** Available records follows **
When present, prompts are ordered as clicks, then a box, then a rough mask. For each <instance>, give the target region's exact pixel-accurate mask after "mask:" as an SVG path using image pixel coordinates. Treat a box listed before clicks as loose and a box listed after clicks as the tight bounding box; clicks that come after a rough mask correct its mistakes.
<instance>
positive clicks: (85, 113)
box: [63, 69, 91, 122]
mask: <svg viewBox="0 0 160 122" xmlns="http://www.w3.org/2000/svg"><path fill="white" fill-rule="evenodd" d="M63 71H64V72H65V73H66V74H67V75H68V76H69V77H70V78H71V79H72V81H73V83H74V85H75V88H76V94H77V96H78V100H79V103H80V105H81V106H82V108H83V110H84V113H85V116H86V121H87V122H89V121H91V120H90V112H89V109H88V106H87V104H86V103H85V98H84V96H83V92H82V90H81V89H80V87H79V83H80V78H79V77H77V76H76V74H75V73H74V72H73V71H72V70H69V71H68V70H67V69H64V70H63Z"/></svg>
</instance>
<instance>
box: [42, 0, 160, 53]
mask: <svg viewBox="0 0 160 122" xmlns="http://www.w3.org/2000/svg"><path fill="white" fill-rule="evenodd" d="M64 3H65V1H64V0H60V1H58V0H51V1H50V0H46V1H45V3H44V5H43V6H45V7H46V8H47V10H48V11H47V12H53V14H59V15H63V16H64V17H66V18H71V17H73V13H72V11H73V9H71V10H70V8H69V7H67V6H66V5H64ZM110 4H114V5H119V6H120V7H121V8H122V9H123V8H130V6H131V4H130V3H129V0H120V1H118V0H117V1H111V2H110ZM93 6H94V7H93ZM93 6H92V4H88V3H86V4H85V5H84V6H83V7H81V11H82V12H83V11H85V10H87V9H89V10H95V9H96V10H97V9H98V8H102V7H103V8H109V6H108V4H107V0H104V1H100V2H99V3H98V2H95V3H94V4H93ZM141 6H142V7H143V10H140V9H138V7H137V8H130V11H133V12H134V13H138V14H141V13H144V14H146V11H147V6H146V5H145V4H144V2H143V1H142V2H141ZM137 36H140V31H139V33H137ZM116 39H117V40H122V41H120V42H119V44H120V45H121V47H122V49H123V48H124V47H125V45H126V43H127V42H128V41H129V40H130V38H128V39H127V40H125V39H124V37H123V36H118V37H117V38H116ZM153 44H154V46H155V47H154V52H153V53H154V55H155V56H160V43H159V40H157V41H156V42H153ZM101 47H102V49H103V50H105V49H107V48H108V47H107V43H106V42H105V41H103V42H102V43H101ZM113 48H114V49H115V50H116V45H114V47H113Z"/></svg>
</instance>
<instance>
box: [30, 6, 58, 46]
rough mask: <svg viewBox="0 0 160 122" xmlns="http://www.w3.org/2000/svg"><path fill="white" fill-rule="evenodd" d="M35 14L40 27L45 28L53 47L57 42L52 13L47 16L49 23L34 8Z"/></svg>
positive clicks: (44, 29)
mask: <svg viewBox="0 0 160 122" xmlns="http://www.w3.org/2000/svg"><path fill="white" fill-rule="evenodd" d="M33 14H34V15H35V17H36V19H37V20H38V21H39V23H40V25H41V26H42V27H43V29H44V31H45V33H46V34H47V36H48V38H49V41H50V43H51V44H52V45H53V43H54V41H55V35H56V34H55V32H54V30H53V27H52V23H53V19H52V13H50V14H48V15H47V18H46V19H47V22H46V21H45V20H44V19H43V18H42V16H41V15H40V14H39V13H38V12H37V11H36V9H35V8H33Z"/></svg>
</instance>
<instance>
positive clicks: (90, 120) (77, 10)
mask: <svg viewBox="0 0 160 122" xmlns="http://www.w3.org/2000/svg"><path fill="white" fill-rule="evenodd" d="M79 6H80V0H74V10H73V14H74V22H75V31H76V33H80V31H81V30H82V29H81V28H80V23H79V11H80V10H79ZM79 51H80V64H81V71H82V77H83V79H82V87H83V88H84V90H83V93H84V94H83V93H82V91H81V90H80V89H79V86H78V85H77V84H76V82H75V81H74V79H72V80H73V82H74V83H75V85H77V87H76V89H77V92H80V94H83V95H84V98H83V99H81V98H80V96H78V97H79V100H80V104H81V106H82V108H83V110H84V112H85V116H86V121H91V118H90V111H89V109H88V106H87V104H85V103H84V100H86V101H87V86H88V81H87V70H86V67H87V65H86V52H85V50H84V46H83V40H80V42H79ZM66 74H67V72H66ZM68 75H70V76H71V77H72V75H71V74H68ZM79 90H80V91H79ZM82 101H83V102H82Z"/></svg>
** End of Available records **
* **Assignment**
Without leaving anything out, transcribe the records above exactly.

* **Result below**
When present, prompts are ordered as clicks, then a box, then a rough mask. For each <instance>, give the target region's exact pixel-accurate mask after "mask:" as an SVG path using image pixel coordinates. Treat a box listed before clicks as loose and a box listed after clicks as the tight bounding box; clicks that come after a rough mask correct its mistakes.
<instance>
positive clicks: (85, 113)
box: [63, 69, 91, 122]
mask: <svg viewBox="0 0 160 122" xmlns="http://www.w3.org/2000/svg"><path fill="white" fill-rule="evenodd" d="M63 71H64V72H65V73H66V74H67V75H68V76H69V77H70V78H71V79H72V81H73V83H74V85H75V88H76V94H77V96H78V100H79V103H80V105H81V106H82V108H83V110H84V113H85V116H86V121H87V122H89V121H91V120H90V112H89V109H88V106H87V104H86V103H85V98H84V96H83V92H82V90H81V89H80V87H79V83H80V78H79V77H77V76H76V74H75V73H74V72H73V71H72V70H69V71H68V70H67V69H64V70H63Z"/></svg>
</instance>
<instance>
box: [42, 0, 160, 53]
mask: <svg viewBox="0 0 160 122" xmlns="http://www.w3.org/2000/svg"><path fill="white" fill-rule="evenodd" d="M64 3H65V1H64V0H60V1H58V0H51V1H50V0H46V1H45V3H44V5H43V6H45V7H46V8H47V10H48V11H47V12H53V14H59V15H63V16H64V17H66V18H71V17H73V13H72V11H73V9H71V10H70V8H69V7H67V6H66V5H64ZM110 4H114V5H119V6H120V7H121V8H122V9H123V8H130V6H131V4H130V3H129V0H120V1H118V0H117V1H111V2H110ZM93 6H94V7H93ZM93 6H92V4H88V3H86V4H85V5H84V6H83V7H81V11H82V12H83V11H85V10H87V9H89V10H95V9H96V10H97V9H98V8H102V7H103V8H109V6H108V4H107V0H104V1H100V2H99V3H98V2H95V3H94V4H93ZM141 6H142V7H143V10H140V9H138V7H137V8H130V11H133V12H134V13H138V14H141V13H144V14H146V11H147V6H146V5H145V4H144V2H143V1H142V2H141ZM137 36H140V31H139V33H137ZM116 39H117V40H122V41H120V42H119V44H120V45H121V47H122V49H123V48H124V47H125V45H126V43H127V42H128V41H129V40H130V38H128V39H127V40H125V39H124V37H123V36H118V37H117V38H116ZM153 44H154V46H155V47H154V52H153V53H154V55H155V56H160V43H159V40H157V41H156V42H153ZM101 47H102V49H103V50H105V49H107V48H108V47H107V43H106V42H105V41H103V42H102V43H101ZM113 48H114V49H115V50H116V45H114V47H113Z"/></svg>
</instance>
<instance>
box: [30, 6, 58, 46]
rough mask: <svg viewBox="0 0 160 122" xmlns="http://www.w3.org/2000/svg"><path fill="white" fill-rule="evenodd" d="M35 14L40 27L45 28L53 47L57 42L52 13L47 16L49 23L34 8Z"/></svg>
positive clicks: (44, 29)
mask: <svg viewBox="0 0 160 122" xmlns="http://www.w3.org/2000/svg"><path fill="white" fill-rule="evenodd" d="M33 14H34V15H35V17H36V19H37V20H38V21H39V23H40V25H41V26H42V27H43V29H44V31H45V33H46V34H47V36H48V38H49V41H50V43H51V44H52V45H53V43H54V41H55V35H56V34H55V32H54V30H53V27H52V23H53V19H52V13H50V14H48V15H47V18H46V19H47V22H46V21H45V20H44V19H43V18H42V16H41V15H40V14H39V13H38V12H37V11H36V9H35V8H33Z"/></svg>
</instance>
<instance>
positive clicks: (90, 120) (77, 10)
mask: <svg viewBox="0 0 160 122" xmlns="http://www.w3.org/2000/svg"><path fill="white" fill-rule="evenodd" d="M79 6H80V0H74V10H73V14H74V22H75V31H76V33H80V31H81V30H82V29H81V28H80V23H79V11H80V10H79ZM79 51H80V64H81V71H82V77H83V79H82V87H83V88H84V90H83V93H84V94H83V93H82V91H81V90H80V89H79V86H78V85H77V84H76V82H75V81H74V79H72V80H73V82H74V83H75V85H77V87H76V89H77V92H80V94H83V95H84V98H83V99H81V98H80V96H78V97H79V100H80V104H81V106H82V108H83V110H84V112H85V116H86V121H91V118H90V111H89V109H88V106H87V104H85V103H84V100H86V101H87V86H88V81H87V70H86V67H87V65H86V52H85V50H84V46H83V40H80V42H79ZM66 74H67V72H66ZM68 75H70V76H71V77H72V75H71V74H68ZM79 90H80V91H79ZM82 101H83V102H82Z"/></svg>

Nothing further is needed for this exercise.